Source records
____________

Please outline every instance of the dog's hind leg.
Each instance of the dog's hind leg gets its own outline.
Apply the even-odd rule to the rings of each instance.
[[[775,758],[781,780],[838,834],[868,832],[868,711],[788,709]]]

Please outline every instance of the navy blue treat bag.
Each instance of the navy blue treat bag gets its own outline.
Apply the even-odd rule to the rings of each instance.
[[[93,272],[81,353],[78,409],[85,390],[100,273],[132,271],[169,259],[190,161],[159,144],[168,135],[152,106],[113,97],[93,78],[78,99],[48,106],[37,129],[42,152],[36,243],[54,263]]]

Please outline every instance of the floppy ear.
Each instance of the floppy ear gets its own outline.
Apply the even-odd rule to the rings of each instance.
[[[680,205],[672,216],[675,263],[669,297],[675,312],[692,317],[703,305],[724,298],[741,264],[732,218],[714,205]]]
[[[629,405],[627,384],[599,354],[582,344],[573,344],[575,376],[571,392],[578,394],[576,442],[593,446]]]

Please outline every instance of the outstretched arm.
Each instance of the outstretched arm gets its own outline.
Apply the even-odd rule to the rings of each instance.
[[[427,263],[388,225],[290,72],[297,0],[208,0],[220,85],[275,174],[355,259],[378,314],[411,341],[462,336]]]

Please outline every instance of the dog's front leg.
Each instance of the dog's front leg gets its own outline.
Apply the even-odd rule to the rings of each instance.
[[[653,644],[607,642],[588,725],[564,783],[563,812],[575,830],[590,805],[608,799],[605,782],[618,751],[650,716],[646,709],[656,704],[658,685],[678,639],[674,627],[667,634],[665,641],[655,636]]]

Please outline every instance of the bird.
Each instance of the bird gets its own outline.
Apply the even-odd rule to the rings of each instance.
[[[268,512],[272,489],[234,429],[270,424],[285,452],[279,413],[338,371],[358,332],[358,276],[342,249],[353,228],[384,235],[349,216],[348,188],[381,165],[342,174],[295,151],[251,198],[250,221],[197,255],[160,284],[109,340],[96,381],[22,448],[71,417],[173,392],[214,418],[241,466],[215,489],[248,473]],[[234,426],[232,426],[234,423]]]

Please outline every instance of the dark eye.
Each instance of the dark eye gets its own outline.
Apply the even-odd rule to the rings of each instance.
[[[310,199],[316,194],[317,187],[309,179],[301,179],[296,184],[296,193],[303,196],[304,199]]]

____________

▶ [Required task] Report how many lines of the listing above contain the word "front". Reply with the number alone.

▶ [Reply] 2